WHAT YOU NEED TO DO:
Starting at the line holding "Target: hill slope" and finishing at the line holding "Write each point like <point>512,633</point>.", transcribe the material exactly, keeping both ends but no pictures.

RECORDED DATA:

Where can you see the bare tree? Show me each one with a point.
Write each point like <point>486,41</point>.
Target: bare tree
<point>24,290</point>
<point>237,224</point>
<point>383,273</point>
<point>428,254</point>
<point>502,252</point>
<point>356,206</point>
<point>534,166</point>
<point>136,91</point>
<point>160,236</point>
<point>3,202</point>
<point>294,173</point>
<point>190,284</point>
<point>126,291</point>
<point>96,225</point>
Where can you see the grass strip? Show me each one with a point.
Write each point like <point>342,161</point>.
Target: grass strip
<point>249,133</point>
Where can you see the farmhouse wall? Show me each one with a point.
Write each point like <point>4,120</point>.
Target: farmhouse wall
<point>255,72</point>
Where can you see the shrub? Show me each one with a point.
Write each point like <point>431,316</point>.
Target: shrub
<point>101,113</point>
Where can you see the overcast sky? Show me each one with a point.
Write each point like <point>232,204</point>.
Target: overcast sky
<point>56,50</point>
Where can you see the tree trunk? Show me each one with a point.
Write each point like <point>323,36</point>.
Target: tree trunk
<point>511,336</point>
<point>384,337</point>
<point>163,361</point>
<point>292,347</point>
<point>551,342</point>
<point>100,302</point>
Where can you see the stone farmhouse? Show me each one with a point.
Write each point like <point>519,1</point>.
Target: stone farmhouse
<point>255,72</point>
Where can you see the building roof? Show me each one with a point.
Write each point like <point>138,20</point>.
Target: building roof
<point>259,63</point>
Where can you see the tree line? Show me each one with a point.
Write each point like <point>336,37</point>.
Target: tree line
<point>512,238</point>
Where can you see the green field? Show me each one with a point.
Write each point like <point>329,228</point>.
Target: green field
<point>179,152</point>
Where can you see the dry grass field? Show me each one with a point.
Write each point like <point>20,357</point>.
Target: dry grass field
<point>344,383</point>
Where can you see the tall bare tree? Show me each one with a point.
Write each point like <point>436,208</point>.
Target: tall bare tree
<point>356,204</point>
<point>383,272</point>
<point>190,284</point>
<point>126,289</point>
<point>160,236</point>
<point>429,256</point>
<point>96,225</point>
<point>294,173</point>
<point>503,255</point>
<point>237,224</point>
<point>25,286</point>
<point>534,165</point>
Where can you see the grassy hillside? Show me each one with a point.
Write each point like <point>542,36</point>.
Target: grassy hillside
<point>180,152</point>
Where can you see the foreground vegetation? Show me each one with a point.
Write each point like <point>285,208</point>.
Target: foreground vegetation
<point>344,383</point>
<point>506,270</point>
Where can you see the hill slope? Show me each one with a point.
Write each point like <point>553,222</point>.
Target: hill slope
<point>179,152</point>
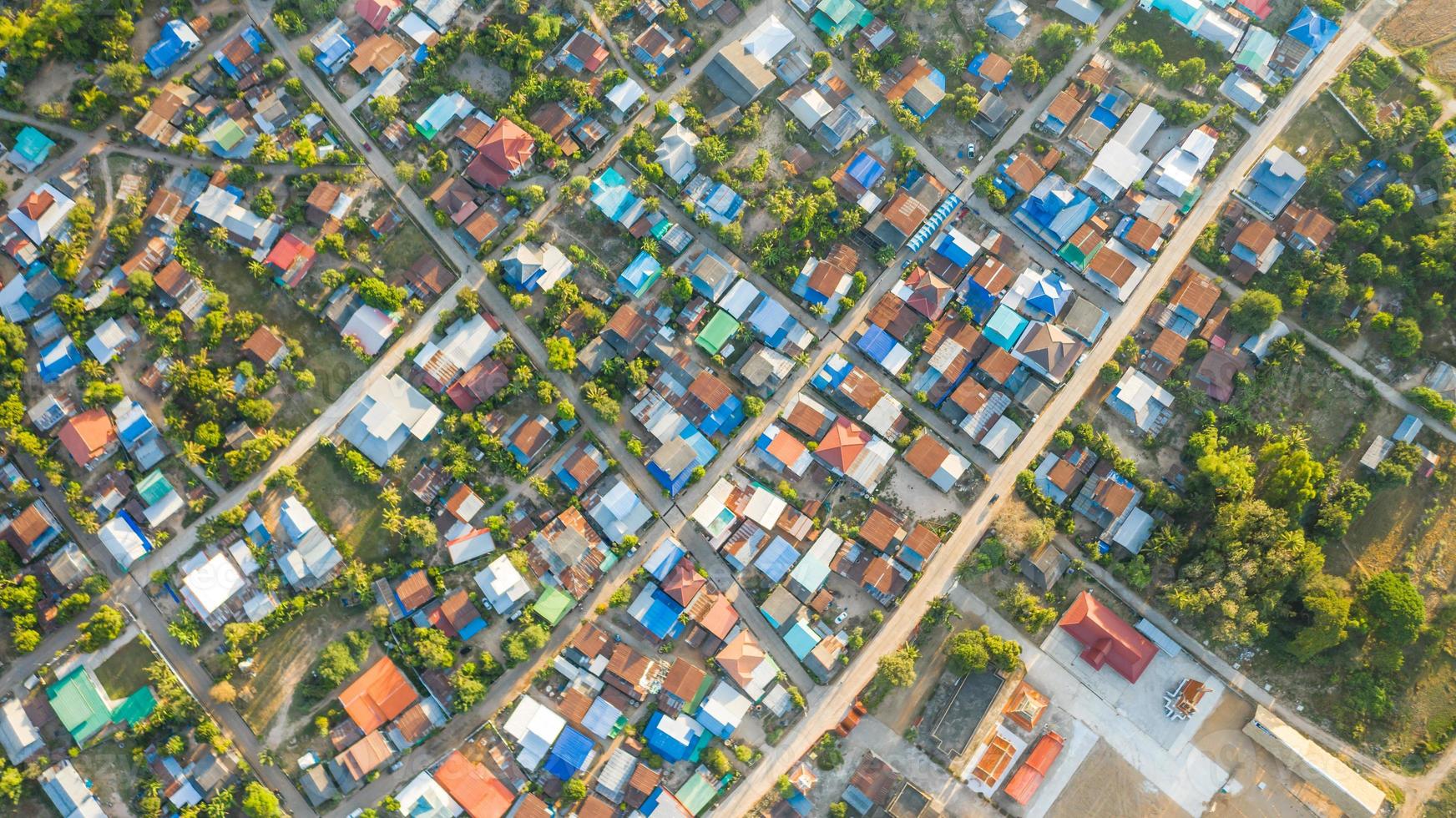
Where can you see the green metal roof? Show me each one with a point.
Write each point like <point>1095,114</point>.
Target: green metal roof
<point>698,792</point>
<point>554,604</point>
<point>153,488</point>
<point>33,144</point>
<point>715,335</point>
<point>79,704</point>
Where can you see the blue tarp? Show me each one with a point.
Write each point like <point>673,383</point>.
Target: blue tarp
<point>776,559</point>
<point>876,344</point>
<point>58,358</point>
<point>676,740</point>
<point>663,558</point>
<point>865,169</point>
<point>569,755</point>
<point>659,616</point>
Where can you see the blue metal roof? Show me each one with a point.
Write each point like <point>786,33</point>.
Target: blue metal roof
<point>776,559</point>
<point>1312,29</point>
<point>569,755</point>
<point>876,342</point>
<point>865,169</point>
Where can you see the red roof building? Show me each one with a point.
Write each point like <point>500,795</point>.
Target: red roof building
<point>473,788</point>
<point>1107,638</point>
<point>1031,773</point>
<point>377,696</point>
<point>504,152</point>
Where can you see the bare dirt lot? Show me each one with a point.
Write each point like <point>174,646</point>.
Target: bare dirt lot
<point>1420,23</point>
<point>1107,785</point>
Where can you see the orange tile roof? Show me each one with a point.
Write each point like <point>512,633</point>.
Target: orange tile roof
<point>473,788</point>
<point>88,436</point>
<point>377,694</point>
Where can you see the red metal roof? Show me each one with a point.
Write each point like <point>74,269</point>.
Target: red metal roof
<point>1107,638</point>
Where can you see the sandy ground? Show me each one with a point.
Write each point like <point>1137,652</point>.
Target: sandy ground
<point>1107,785</point>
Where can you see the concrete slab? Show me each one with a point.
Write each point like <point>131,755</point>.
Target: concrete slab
<point>1143,702</point>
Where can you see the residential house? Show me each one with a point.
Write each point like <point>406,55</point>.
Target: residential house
<point>1303,39</point>
<point>1142,402</point>
<point>503,154</point>
<point>389,414</point>
<point>1273,184</point>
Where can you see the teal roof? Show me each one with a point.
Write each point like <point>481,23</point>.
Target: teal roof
<point>837,18</point>
<point>33,144</point>
<point>801,639</point>
<point>698,792</point>
<point>715,335</point>
<point>154,487</point>
<point>1005,328</point>
<point>1184,12</point>
<point>554,604</point>
<point>79,704</point>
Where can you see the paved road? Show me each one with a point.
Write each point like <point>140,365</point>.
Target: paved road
<point>941,573</point>
<point>1389,393</point>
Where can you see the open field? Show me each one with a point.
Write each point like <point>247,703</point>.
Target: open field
<point>352,510</point>
<point>1321,127</point>
<point>125,670</point>
<point>1420,23</point>
<point>284,659</point>
<point>324,352</point>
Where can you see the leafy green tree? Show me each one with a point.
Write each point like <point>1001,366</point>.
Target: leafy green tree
<point>1393,608</point>
<point>1256,312</point>
<point>104,626</point>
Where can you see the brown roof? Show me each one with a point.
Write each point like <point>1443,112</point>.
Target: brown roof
<point>710,389</point>
<point>1113,265</point>
<point>1113,495</point>
<point>379,53</point>
<point>574,704</point>
<point>806,418</point>
<point>927,454</point>
<point>414,590</point>
<point>904,211</point>
<point>1256,236</point>
<point>172,278</point>
<point>683,680</point>
<point>1024,172</point>
<point>881,528</point>
<point>88,436</point>
<point>1170,346</point>
<point>377,694</point>
<point>262,346</point>
<point>414,724</point>
<point>591,641</point>
<point>1199,295</point>
<point>430,275</point>
<point>998,364</point>
<point>922,540</point>
<point>1066,107</point>
<point>1143,235</point>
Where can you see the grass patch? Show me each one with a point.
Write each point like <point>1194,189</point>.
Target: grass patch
<point>1322,127</point>
<point>125,671</point>
<point>1172,38</point>
<point>286,659</point>
<point>403,248</point>
<point>354,510</point>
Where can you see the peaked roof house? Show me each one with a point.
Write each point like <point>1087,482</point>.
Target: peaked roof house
<point>1107,638</point>
<point>1142,402</point>
<point>1305,39</point>
<point>1273,184</point>
<point>31,150</point>
<point>921,88</point>
<point>503,154</point>
<point>1008,18</point>
<point>387,417</point>
<point>175,41</point>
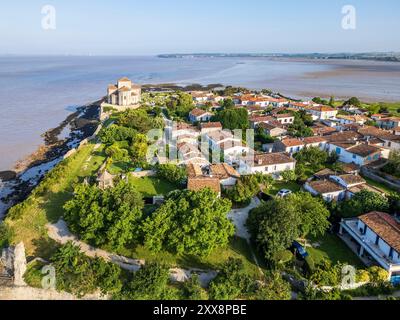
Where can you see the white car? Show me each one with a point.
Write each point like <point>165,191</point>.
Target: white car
<point>284,193</point>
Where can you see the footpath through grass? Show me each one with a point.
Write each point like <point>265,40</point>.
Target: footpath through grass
<point>28,220</point>
<point>330,247</point>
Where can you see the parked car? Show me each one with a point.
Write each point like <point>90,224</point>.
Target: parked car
<point>284,193</point>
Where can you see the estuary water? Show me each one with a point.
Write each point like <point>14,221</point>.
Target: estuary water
<point>38,92</point>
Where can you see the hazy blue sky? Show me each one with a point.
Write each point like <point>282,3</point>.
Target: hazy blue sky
<point>169,26</point>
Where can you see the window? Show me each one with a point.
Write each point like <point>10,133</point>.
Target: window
<point>391,253</point>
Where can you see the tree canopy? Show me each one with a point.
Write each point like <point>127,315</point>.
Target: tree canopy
<point>105,217</point>
<point>189,222</point>
<point>276,224</point>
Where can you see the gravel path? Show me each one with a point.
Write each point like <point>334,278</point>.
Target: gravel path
<point>239,218</point>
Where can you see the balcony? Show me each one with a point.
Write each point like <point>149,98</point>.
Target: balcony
<point>351,226</point>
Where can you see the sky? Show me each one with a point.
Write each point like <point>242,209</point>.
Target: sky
<point>133,27</point>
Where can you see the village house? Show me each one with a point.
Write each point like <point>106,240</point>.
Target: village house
<point>348,180</point>
<point>328,189</point>
<point>226,174</point>
<point>105,179</point>
<point>183,129</point>
<point>375,237</point>
<point>322,112</point>
<point>125,94</point>
<point>189,153</point>
<point>256,120</point>
<point>199,115</point>
<point>268,163</point>
<point>388,123</point>
<point>202,182</point>
<point>318,142</point>
<point>273,128</point>
<point>355,152</point>
<point>286,118</point>
<point>208,127</point>
<point>289,145</point>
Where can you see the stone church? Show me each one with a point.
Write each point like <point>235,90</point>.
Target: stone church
<point>125,93</point>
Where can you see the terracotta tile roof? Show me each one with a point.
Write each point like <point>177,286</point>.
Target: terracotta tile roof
<point>199,183</point>
<point>282,116</point>
<point>324,174</point>
<point>350,179</point>
<point>198,112</point>
<point>325,186</point>
<point>385,226</point>
<point>193,170</point>
<point>349,167</point>
<point>267,159</point>
<point>208,125</point>
<point>364,187</point>
<point>292,142</point>
<point>271,125</point>
<point>363,150</point>
<point>223,171</point>
<point>323,130</point>
<point>261,118</point>
<point>311,140</point>
<point>344,136</point>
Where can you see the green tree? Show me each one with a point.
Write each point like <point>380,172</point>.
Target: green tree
<point>247,187</point>
<point>288,176</point>
<point>313,212</point>
<point>108,216</point>
<point>363,202</point>
<point>274,288</point>
<point>353,102</point>
<point>273,226</point>
<point>189,222</point>
<point>172,173</point>
<point>231,282</point>
<point>192,289</point>
<point>233,118</point>
<point>150,282</point>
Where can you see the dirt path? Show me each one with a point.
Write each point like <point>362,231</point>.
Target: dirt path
<point>60,233</point>
<point>239,218</point>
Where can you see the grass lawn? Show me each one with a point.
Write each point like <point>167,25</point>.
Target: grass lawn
<point>333,249</point>
<point>152,186</point>
<point>238,249</point>
<point>45,204</point>
<point>279,185</point>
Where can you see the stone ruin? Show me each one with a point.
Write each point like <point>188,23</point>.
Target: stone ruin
<point>13,266</point>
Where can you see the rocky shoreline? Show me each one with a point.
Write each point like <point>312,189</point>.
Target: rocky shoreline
<point>17,184</point>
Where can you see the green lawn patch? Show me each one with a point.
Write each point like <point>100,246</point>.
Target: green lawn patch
<point>383,187</point>
<point>333,249</point>
<point>152,186</point>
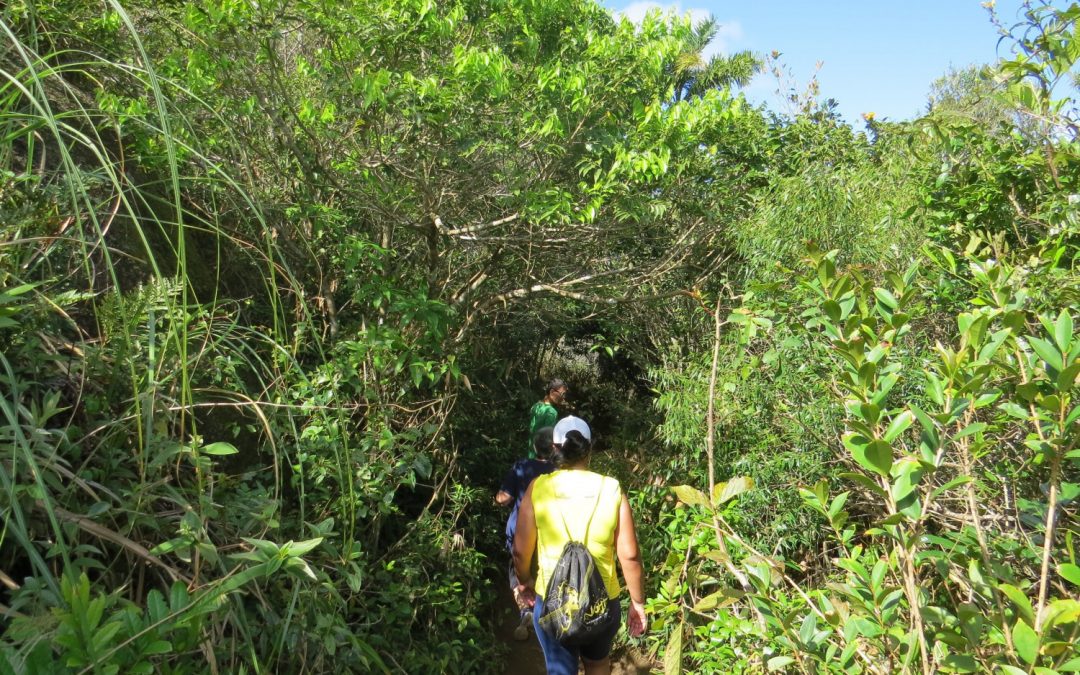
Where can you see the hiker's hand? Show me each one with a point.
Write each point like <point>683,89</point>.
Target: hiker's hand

RESULT FOR THIS TASK:
Target: hill slope
<point>179,152</point>
Where can you see the green metal roof? Show me each one with a point.
Write each point like <point>1095,114</point>.
Target: green metal roof
<point>698,792</point>
<point>554,604</point>
<point>153,488</point>
<point>33,144</point>
<point>715,335</point>
<point>79,704</point>
Where can you see the blue tarp? Show me each one with a point.
Write each point like <point>673,383</point>.
Target: blue tarp
<point>776,559</point>
<point>876,344</point>
<point>58,358</point>
<point>676,740</point>
<point>663,558</point>
<point>865,169</point>
<point>569,755</point>
<point>659,616</point>
Where can you see the blue metal roof? Show me each one with a point.
Write each point like <point>786,33</point>.
Target: blue metal roof
<point>776,559</point>
<point>1312,29</point>
<point>569,755</point>
<point>876,342</point>
<point>865,169</point>
Where can you see the red roof building? Show me each one with a point.
Write each point like <point>500,795</point>.
Target: red roof building
<point>473,788</point>
<point>1107,638</point>
<point>1031,773</point>
<point>377,696</point>
<point>504,152</point>
Where can you see the bare dirt lot? Show me each one with a point.
Write each point like <point>174,646</point>.
Target: bare dirt lot
<point>1420,23</point>
<point>1107,785</point>
Where can you see the orange tile roof? Show me each one with a point.
Write each point like <point>512,633</point>.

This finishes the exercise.